Could you print all of the data below again, exactly?

============================================================

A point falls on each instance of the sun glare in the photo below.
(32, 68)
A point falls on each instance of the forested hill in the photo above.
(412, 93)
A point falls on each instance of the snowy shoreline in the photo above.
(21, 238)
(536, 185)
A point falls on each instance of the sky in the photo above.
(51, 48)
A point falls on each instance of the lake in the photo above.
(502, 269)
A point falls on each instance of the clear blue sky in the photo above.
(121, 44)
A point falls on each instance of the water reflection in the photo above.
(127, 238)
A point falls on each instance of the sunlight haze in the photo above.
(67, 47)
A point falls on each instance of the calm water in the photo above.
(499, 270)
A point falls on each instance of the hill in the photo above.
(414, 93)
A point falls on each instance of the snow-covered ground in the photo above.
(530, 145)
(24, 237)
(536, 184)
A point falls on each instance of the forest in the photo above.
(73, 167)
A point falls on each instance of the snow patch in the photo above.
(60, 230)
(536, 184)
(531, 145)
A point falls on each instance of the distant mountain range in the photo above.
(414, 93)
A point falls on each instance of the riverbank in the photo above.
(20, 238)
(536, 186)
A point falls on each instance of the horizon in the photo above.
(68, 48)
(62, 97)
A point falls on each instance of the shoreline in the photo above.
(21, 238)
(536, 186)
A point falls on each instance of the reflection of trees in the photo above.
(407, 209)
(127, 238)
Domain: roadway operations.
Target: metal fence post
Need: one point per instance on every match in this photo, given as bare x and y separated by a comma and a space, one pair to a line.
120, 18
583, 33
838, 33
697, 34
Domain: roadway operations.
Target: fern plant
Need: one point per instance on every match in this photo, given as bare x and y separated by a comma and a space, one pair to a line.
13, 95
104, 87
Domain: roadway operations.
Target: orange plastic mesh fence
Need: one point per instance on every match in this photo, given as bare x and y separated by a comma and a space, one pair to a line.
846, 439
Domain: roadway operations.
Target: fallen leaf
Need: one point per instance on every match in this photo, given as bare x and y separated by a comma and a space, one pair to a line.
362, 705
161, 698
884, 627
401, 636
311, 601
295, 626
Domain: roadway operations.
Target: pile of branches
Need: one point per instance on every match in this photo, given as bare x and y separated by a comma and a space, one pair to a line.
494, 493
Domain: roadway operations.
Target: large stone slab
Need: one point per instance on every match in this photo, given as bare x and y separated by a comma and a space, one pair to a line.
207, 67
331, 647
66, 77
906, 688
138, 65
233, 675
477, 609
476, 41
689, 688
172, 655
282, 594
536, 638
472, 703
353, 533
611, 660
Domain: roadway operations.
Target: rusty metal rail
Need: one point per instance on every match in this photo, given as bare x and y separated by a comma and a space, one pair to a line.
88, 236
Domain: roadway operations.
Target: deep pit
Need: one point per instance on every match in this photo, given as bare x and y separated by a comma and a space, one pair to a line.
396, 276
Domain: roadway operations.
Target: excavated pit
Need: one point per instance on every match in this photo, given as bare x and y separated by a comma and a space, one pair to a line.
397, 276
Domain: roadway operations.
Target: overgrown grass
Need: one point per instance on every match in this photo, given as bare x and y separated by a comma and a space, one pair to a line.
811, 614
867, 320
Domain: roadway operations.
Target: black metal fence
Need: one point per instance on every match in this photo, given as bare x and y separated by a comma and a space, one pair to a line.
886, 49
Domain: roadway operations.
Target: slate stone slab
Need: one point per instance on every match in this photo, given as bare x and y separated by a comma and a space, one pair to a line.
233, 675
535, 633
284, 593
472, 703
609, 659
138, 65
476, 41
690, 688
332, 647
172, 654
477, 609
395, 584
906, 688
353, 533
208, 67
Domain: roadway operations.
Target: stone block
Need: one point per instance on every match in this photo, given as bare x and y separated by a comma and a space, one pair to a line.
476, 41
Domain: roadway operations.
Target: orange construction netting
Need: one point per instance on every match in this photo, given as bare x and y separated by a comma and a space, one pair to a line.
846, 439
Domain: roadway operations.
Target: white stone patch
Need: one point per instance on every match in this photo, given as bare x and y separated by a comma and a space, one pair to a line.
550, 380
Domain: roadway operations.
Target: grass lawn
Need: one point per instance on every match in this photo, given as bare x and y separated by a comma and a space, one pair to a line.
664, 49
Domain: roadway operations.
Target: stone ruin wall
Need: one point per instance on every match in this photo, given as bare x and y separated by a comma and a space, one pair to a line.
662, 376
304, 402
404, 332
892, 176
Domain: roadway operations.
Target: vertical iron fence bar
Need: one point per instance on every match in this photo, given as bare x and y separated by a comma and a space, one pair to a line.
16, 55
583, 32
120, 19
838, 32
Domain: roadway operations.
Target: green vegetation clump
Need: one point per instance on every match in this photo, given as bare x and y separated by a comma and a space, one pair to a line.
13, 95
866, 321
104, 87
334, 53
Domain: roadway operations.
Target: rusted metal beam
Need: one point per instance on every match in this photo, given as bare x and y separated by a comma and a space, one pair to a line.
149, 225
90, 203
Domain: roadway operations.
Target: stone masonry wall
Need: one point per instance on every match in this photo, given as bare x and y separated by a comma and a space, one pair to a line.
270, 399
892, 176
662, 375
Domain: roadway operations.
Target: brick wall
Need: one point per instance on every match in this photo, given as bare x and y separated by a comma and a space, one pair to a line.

============================================================

▸ **SOLUTION FOR THIS PROBLEM**:
A point falls on each instance of the sun glare in the photo below.
(32, 68)
A point falls on each instance of the forested hill in the photo above.
(412, 93)
A point falls on each instance of the snowy shoreline in the photo above.
(21, 238)
(536, 185)
A point falls on each instance of the sky in the photo above.
(51, 48)
A point falls on each instance of the lake in the photo above.
(502, 269)
A point falls on each instance of the clear blue sky in the photo above.
(121, 44)
A point falls on each instance of the water reflection in the photo above.
(127, 238)
A point falls on each instance of the sunlight haze in the photo above.
(67, 47)
A point falls on each instance of the calm water in the photo above.
(499, 270)
A point falls on each instance of the hill in the photo above.
(414, 93)
A point falls on each instance of the snow-covered ground in the photo above.
(530, 145)
(24, 237)
(536, 184)
A point falls on each instance of the forest in the photo above.
(73, 167)
A point falls on each instance of the snow patch in the photo above.
(60, 230)
(536, 184)
(531, 145)
A point falls on each instance of the distant mountain range in the photo above.
(414, 93)
A point falls on each instance of the riverbank in the photo above.
(20, 238)
(536, 186)
A point falls on each instance of the horizon in the photo above.
(68, 48)
(62, 97)
A point falls on each instance of the shoreline in the photo above.
(21, 238)
(536, 186)
A point falls on each instance of the reflection of trees in the photo above.
(407, 209)
(127, 238)
Domain: roadway operations.
Target: metal fence post
Need: one point per instance on every match in this photo, given as bare x and y separated by a comma and a space, one pair to a line.
120, 18
583, 33
838, 33
697, 34
Domain: roadway operations.
Target: fern plant
Need: one point per instance on every match in this photo, given as bare x and y separated by a comma and a space, one pair to a line.
13, 95
104, 87
Domain: roadway operations.
Target: orange plastic mesh fence
Need: one point per instance on every match in this photo, given as bare x and y separated by a comma and a space, one pair to a line.
846, 439
Domain: roadway operations.
Target: fallen leaf
Need: one point per instance on every match in this photo, given as bare x and y separated by a comma and a space, one pair to a line.
362, 705
161, 698
884, 627
401, 636
311, 601
295, 626
Domain: roadway operations.
Target: pile of branches
Need: one point per instance on every match in this photo, given as bare x and y separated by a comma and a space, one pair to a line.
494, 493
Domain: roadway operations.
Target: large stone slab
Need: one point per instance on every match in this photo, given as bare x and y separated by a comma and a space, one pair to a line.
207, 67
331, 647
66, 77
906, 688
138, 65
233, 675
477, 609
476, 41
689, 688
172, 655
282, 594
536, 638
472, 703
353, 533
611, 660
Domain: roadway operations.
Target: rusty metal rail
Need: one point per instance on every match in this photo, given as bare x and y separated by a comma and a space, one pair to a line.
88, 236
Domain: roadway operations.
Target: deep pit
Need: one point per instance on every match in this photo, given as bare x and y separated by a comma and a space, one pair to a line.
396, 276
Domain: roadway operations.
Target: excavated pit
Need: one point per instance on every match in this photo, given as bare x and y separated by a comma and a space, one pair to a line.
397, 276
Domain: roadway operations.
Target: overgrown grass
Need: one point per instance on every match in this photo, given as bare x and y separated by a comma and a space, one pair to a line.
811, 614
867, 320
Domain: roadway operations.
Target: black metal fence
Need: one point per instance on every match in this photo, given as bare x and y separated by a comma and a space, one pair to a line.
886, 49
Domain: roadway operations.
Target: slate stone slab
Need: one point per instance on every match in this photo, given as bare x and y separated by a comma and a space, one pair to a line.
233, 675
535, 633
284, 593
472, 703
609, 659
138, 65
476, 41
690, 688
332, 647
172, 654
477, 609
395, 584
906, 688
353, 533
208, 67
Domain: roadway operations.
Target: stone block
Need: one point per instance on every match in this photo, given as bare x and y separated by a comma and a space, one pair to a line.
476, 41
Domain: roadway operations.
Target: orange construction netting
Need: one point per instance on every match in this photo, given as bare x and y separated by a comma and a space, one pair to a line.
846, 439
Domain: roadway operations.
Target: white stone patch
Need: one point per instance on every match in this photo, given as bare x and y separated by a comma and a space, one pair to a line.
550, 380
Domain: roadway operations.
Target: grass lawn
Need: one point per instance on every match in this photo, given as bare x and y separated by a comma and a space, one pair to a line.
664, 49
Domain: roadway operations.
Target: stone ruin wall
Need: one point per instance on every match in this photo, given as bare x and y separated by a comma and a space, one pair to a line.
662, 376
304, 402
404, 332
892, 176
Domain: roadway operations.
Target: vertical iron fence bar
Need: one point per instance on every match in this photo, given as bare x and y separated by a comma and a space, one pair to a line.
16, 55
583, 32
120, 19
838, 32
Domain: roadway operations.
Target: green vegetation clump
Need: one point per instance on every match in this photo, given as bare x and y separated by a comma and a space, one pair to a line.
13, 95
866, 321
104, 87
334, 53
Domain: roadway operations.
Target: rusted metal beam
Need: one point per instance on every match in this photo, given as bare x and y separated by a comma and a space, one pair to a line.
149, 225
90, 203
Domain: roadway operations.
Target: stone masonry wall
Need: one point per instance on every match in this photo, given as bare x and y separated by a comma and a space, one pair to a line.
270, 399
892, 176
662, 375
Domain: roadway operations.
Target: brick wall
Need: one point per instance on every match in this photo, given as bare x and y separated by a comma and a space, one pair to a line.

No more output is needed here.